- [Textauszug]
Habe ich doch geschrieben: das Entstehen in der Aufführung. Dafür ist der Dramentext geschrieben, in Papierform ist er eben nur ein Halbes, Unfertiges.
2) Inwiefern findet in der Aufführung ein Text statt?
Inwiefern tut er das nicht? Wie habe ich Ihre Frage zu verstehen?
3) Kann nur von "Theater" gesprochen werden, wenn es sich um eine Aufführung handelt, in der eine Auseinandersetzung mit einem Text stattfindet?
In gewisser Weise schon, zumindest ist mir kein Theater bekannt, der nicht irgendeine als "Text" zu bezeichnende Grundlage hat, ob das jetzt ein klassischer Dramentext oder etwas anderes ist.
Ein Drama mag mit der Absicht verfasst worden sein, aufgeführt zu werden. Aber wieso ist "Hamlet" unfertig, solange er nicht aufgeführt wird? (Was ja auch nicht der Fall ist; ein Drama kann nicht aufgeführt werden. Nur eine Inszenierung kann aufgeführt werden.)
Wenn in Performances Bezugnahme auf eine Textgrundlage stattfindet, sei es nur, dass jemand einen Text einem Publikum vorliest, weist diese Textreferenz die Veranstaltung dann bereits als "Theater" aus?

- [Datenauszüge]
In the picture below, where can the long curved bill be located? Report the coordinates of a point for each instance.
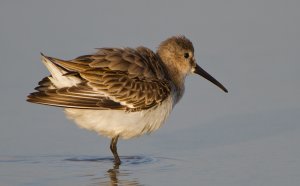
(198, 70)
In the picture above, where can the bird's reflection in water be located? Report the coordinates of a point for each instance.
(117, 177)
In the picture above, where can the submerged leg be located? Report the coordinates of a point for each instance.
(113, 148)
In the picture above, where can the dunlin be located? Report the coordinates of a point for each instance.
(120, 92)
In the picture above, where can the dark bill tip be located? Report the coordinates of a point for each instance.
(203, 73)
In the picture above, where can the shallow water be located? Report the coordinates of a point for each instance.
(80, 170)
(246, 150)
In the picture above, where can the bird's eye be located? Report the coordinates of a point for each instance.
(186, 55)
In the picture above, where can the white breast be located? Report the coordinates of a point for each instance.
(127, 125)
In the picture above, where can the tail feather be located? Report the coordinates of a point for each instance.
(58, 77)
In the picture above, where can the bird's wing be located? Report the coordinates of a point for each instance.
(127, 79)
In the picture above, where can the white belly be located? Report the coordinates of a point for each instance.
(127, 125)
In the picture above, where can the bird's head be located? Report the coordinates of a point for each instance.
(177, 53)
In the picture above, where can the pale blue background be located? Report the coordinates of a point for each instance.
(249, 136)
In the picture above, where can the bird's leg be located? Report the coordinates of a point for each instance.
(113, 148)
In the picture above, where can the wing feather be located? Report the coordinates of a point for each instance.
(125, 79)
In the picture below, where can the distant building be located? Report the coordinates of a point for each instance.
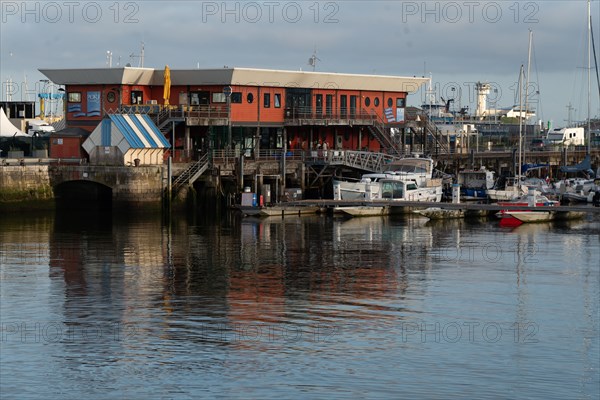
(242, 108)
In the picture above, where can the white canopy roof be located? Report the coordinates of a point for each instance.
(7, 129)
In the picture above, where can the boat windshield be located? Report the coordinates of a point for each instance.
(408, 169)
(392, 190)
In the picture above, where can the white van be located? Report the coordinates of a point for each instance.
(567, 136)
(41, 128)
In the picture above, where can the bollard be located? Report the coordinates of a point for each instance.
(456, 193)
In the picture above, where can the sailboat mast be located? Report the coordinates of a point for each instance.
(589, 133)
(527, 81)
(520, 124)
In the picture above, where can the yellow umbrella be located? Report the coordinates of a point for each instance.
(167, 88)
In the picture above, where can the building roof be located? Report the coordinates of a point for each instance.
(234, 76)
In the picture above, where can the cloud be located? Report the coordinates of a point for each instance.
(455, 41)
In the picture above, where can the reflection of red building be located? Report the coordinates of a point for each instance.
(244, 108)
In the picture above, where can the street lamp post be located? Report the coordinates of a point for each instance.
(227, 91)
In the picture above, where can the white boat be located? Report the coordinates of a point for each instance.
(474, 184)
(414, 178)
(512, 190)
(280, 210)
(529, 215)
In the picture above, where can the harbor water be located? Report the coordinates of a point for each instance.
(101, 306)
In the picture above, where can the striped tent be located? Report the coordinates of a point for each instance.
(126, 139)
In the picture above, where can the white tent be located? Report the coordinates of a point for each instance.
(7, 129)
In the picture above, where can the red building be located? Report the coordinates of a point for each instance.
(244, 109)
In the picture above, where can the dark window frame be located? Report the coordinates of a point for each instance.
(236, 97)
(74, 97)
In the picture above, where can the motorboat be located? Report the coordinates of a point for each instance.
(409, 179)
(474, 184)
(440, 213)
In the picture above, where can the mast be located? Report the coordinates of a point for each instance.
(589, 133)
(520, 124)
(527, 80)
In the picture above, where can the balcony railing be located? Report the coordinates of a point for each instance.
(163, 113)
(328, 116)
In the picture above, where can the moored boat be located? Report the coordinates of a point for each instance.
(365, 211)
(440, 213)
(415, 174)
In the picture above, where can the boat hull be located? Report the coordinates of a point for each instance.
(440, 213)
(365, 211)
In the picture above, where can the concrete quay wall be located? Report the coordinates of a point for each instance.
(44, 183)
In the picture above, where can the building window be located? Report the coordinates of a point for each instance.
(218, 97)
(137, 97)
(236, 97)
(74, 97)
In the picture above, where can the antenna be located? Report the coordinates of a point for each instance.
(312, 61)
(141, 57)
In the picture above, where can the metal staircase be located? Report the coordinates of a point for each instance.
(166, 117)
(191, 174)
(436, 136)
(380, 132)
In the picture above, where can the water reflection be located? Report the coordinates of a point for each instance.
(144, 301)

- [Arbeitsauftrag] Gib aus dem Textauszug über Theater und Text die Stelle von "2) Inwiefern findet" bis "kann aufgeführt werden.)" wortgetreu wieder.

- [Ergebnis]
2) Inwiefern findet in der Aufführung ein Text statt?
Inwiefern tut er das nicht? Wie habe ich Ihre Frage zu verstehen?
3) Kann nur von "Theater" gesprochen werden, wenn es sich um eine Aufführung handelt, in der eine Auseinandersetzung mit einem Text stattfindet?
In gewisser Weise schon, zumindest ist mir kein Theater bekannt, der nicht irgendeine als "Text" zu bezeichnende Grundlage hat, ob das jetzt ein klassischer Dramentext oder etwas anderes ist.
Ein Drama mag mit der Absicht verfasst worden sein, aufgeführt zu werden. Aber wieso ist "Hamlet" unfertig, solange er nicht aufgeführt wird? (Was ja auch nicht der Fall ist; ein Drama kann nicht aufgeführt werden. Nur eine Inszenierung kann aufgeführt werden.)